## [ПИСЬМЕННОЕ ЗАДАНИЕ]
Процитируйте все строки ниже слово в слово, опустив изображения.

——

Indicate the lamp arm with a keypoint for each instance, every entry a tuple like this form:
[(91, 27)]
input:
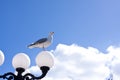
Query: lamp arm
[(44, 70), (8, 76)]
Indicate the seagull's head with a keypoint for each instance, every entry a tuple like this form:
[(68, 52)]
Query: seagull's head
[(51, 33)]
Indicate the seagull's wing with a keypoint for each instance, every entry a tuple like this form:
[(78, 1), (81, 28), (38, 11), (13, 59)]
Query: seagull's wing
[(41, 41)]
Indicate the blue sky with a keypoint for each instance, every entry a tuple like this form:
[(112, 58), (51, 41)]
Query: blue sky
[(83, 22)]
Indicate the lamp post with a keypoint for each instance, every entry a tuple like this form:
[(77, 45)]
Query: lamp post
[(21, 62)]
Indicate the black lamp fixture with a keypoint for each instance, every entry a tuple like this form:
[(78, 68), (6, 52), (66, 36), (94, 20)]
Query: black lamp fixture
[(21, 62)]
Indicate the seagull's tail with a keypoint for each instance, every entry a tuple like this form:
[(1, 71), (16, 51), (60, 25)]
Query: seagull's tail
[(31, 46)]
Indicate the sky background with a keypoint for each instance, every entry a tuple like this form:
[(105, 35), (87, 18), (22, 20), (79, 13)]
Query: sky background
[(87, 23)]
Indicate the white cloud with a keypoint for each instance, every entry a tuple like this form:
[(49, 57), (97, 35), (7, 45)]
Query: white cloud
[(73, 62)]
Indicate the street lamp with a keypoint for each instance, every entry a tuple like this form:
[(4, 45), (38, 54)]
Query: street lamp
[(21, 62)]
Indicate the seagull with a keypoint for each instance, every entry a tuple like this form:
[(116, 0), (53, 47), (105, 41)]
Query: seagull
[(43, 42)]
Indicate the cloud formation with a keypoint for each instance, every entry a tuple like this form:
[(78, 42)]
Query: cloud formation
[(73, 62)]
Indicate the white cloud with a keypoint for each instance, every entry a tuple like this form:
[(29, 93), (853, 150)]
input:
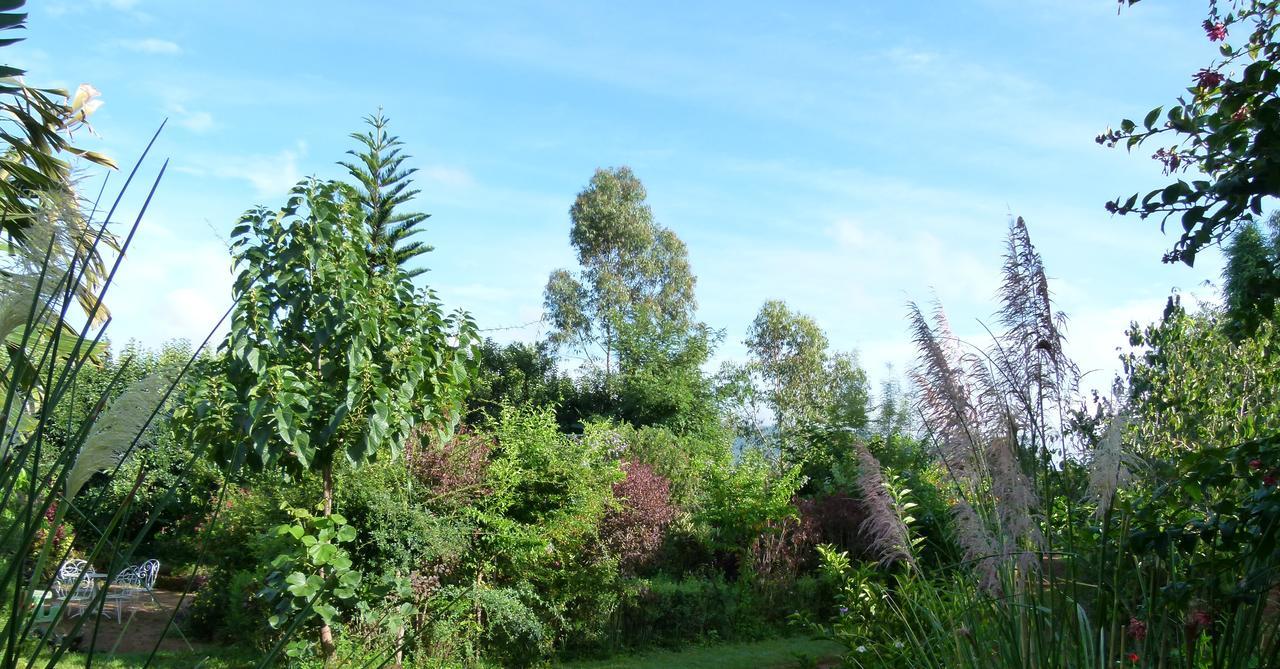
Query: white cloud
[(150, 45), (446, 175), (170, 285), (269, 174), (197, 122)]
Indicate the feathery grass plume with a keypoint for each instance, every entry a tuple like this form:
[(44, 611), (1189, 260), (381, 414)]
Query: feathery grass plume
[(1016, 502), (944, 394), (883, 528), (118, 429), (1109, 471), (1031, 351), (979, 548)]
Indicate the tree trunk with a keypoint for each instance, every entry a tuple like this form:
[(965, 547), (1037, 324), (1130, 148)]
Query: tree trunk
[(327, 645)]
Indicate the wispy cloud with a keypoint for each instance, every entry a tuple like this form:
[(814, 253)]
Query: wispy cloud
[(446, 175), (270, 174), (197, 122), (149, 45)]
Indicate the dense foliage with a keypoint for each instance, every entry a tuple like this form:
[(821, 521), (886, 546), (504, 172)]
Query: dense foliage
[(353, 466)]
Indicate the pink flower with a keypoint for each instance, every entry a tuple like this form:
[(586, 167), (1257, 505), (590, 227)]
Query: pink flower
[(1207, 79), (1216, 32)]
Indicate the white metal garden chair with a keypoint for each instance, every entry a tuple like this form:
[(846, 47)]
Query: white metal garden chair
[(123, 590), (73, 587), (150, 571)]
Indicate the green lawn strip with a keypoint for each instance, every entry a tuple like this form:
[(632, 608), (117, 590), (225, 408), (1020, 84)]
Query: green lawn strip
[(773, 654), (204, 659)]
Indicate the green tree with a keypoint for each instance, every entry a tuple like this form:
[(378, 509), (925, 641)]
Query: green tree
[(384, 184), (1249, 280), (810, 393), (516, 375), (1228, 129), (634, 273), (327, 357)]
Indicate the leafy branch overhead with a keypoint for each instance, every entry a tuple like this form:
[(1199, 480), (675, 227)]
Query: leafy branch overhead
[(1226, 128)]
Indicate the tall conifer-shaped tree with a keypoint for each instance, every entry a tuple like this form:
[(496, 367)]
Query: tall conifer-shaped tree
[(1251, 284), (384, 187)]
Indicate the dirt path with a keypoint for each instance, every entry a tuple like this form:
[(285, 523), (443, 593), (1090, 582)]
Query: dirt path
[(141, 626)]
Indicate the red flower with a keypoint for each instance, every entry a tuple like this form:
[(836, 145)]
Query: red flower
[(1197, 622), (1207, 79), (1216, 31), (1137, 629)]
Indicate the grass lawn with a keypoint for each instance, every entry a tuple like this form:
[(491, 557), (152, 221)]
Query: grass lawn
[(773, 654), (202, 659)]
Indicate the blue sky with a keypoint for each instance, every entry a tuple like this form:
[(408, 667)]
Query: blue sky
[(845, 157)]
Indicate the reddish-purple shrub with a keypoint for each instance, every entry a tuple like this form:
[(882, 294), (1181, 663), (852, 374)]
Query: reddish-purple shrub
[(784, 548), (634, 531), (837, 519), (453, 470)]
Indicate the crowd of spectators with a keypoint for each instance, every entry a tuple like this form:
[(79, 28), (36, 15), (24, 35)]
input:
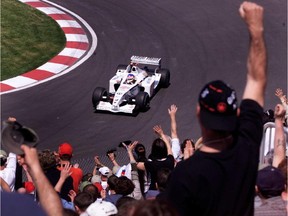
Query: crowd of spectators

——

## [ПОЛНЫЙ ОТВЕТ]
Indicate the lamp arm with a keypoint for each instance, every entry a tuple like this form:
[(91, 27)]
input:
Query: lamp arm
[(44, 70), (8, 76)]
Indicate the seagull's head with a keypoint for each instance, every entry a tuple like this form:
[(68, 52)]
Query: seagull's head
[(51, 33)]
Indicate the seagull's wing with a keypoint for each instance, every entry a tuple like this form:
[(78, 1), (81, 28), (38, 11), (13, 59)]
Query: seagull's wing
[(41, 41)]
Indicate the blue sky with a keypoint for each instance, every entry a tuple like this form:
[(112, 58), (51, 41)]
Query: blue sky
[(83, 22)]
Indicate the lamp post with a keypoint for each instance, every entry a tuple like this form:
[(77, 45)]
Query: lamp post
[(21, 62)]
Indicate the black lamp fixture with a keypoint for each instance, every entry a tuple like this form:
[(78, 68), (6, 52), (66, 36), (94, 20)]
Query: black lamp fixture
[(21, 62)]
Indicate the seagull's tail with a keypoint for each instance, every entry a tuple like this form:
[(1, 71), (16, 51), (60, 25)]
Query: seagull's tail
[(31, 46)]
Indicate the sky background with a keypoint for each instance, every entry a tuple like this form:
[(105, 35), (87, 18), (22, 20), (79, 13)]
Query: sky background
[(87, 23)]
Indicate the white cloud with a keypoint for each instance, every entry a tuple like this form:
[(49, 57), (97, 35), (7, 45)]
Query: white cloud
[(73, 62)]
Indicate the street lamp with a keypoint for each instance, every entry a tuple like this form:
[(4, 45), (38, 54)]
Query: street lamp
[(21, 62)]
Indicate the seagull with a keypoint for each instance, every entry a tuple like this form:
[(116, 0), (53, 47), (105, 41)]
Query: seagull
[(43, 42)]
Indicate the cloud formation with a keypoint for each instance, every entry a tuple like this form:
[(78, 42)]
Query: cloud formation
[(73, 62)]
Indicate the white cloud with a keypoint for each instance, every entry a tuple like this form:
[(29, 93), (853, 150)]
input:
Query: white cloud
[(150, 45), (446, 175), (170, 285), (269, 174), (197, 122)]
Indicate the feathery grass plume with a keypoint for each instance, every entry a tuple like this form:
[(44, 611), (1189, 260), (381, 414)]
Query: feathery grass plume
[(1016, 502), (944, 394), (883, 528), (118, 429), (1109, 471), (1031, 351), (979, 548)]
Indicate the tree trunk with a keypoint for each instance, every entry a tuple like this form:
[(965, 547), (1037, 324), (1130, 148)]
Query: tree trunk
[(327, 645)]
Indicate the wispy cloud with a keypoint for each instance, every entry a tuple like this form:
[(814, 253)]
Query: wispy cloud
[(446, 175), (270, 174), (197, 122), (149, 45)]
Indicate the dense foliage with a keypoint for each instance, every entry a tuple like this form:
[(821, 521), (886, 546), (504, 172)]
Query: dense foliage
[(353, 466)]
Indicate the pink flower with a keypoint for each instance, every entry a tuple like this form:
[(586, 167), (1257, 505), (590, 227)]
Query: pink flower
[(1207, 79), (1216, 32)]
Indicate the white metal garden chair with a keypoint for each instance, every entry a tuple like this form:
[(846, 47)]
Query: white metal garden chair
[(123, 590), (73, 587), (150, 571)]
Indicate the green lawn strip with a keypoint for each instance, every entry a tuple like this form:
[(632, 608), (117, 590), (225, 408), (1020, 84)]
Query: green lawn strip
[(773, 654), (204, 659)]
Indicate the green tree with a keypoint for each instance, every entry a tuple like this form:
[(378, 509), (925, 641)]
Query: green tree
[(384, 184), (1249, 280), (810, 393), (516, 375), (1228, 129), (634, 273), (327, 357)]
Indicate the leafy branch overhead with a keypoint for each instance, every entry a tuple like this form:
[(1199, 480), (675, 227)]
Query: leafy branch overhead
[(1226, 128)]
Indicate the tall conifer-shaped tree with a keypoint for each instance, every entry a tuple like this form:
[(496, 367)]
Query: tall conifer-shaped tree
[(1251, 284), (384, 187)]
Indicate the dirt path with a keypoint for each instance, every entry a tuple like this form:
[(285, 523), (443, 593), (1090, 582)]
Query: dirt path
[(141, 626)]
Indicate the red flower with a keypoint for each instance, every entry a tuple like this form:
[(836, 145)]
Query: red flower
[(1197, 622), (1207, 79), (1216, 31), (1137, 629)]
Indicate the grass lawn with a keypoint for each instance, every entry a tuple like this form:
[(491, 557), (152, 221)]
Query: grass lawn
[(773, 654), (202, 659)]
Indicate the blue sky with a keypoint for each instance, every entry a tuple like this form:
[(408, 667)]
Query: blue sky
[(845, 157)]
Indicate the reddish-purple shrub with a keypoint for each instance, every entry a tuple like this form:
[(882, 294), (1181, 663), (852, 374)]
Query: reddish-purple shrub
[(784, 548), (634, 531), (837, 519), (453, 470)]
Indicate the crowd of spectators with a keypoint for each instance, every entry a tuple like this form:
[(79, 28), (36, 15), (24, 35)]
input:
Query: crowd of spectators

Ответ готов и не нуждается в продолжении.